Selected text START

This study presents the synthesis and characterization of apatite–lignin–aloe vera (Ap/Lig/AV) coatings, utilizing the Matrix-Assisted Pulsed Laser Evaporation (MAPLE) technique. The incorporation of natural and renewable materials, such as lignin and aloe vera extract, offers a safer and more environmentally friendly alternative to conventional synthetic antibiotics. This innovative approach aims to not only provide infection prevention but also to address the growing concern of primary and secondary resistance to existing drugs, which poses a significant public health challenge.

Our findings indicate that the chemical properties and stoichiometry of the synthesized coatings were preserved throughout the process. A uniform and homogeneous distribution of the materials was achieved when the amount of essential oil matched that of the organic components. The coatings exhibited hydrophilic characteristics and enhanced cellular viability in cultures with cancerous Mg 63 cells. Furthermore, the composite materials demonstrated significant antimicrobial activity against Gram-positive and Gram-negative bacteria, including Escherichia coli and Staphylococcus aureus, as well as against the fungus Candida albicans.

The utilization of these naturally derived products not only presents a cost-effective solution but also contributes to the development of biodegradable thin films with antibacterial, antioxidant, and anti-inflammatory properties. These advancements highlight the potential of Ap/Lig/AV coatings in biomedical applications, particularly in the context of reducing reliance on synthetic antibacterial agents.

Selected text END
Extracted data START

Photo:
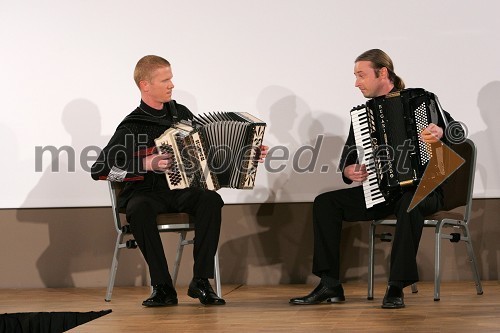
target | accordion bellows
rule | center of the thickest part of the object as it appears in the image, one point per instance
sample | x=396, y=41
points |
x=215, y=150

Extracted data END

Complete the following
**a)** Reproduce the passage of the coatings abstract between "The utilization of" and "synthetic antibacterial agents.", inclusive.
**b)** According to the coatings abstract, which technique was used to produce the Ap/Lig/AV coatings?
The entries are independent material with no connection to the coatings abstract.

Solved problems
**a)**
The utilization of these naturally derived products not only presents a cost-effective solution but also contributes to the development of biodegradable thin films with antibacterial, antioxidant, and anti-inflammatory properties. These advancements highlight the potential of Ap/Lig/AV coatings in biomedical applications, particularly in the context of reducing reliance on synthetic antibacterial agents.

**b)** Matrix-Assisted Pulsed Laser Evaporation (MAPLE)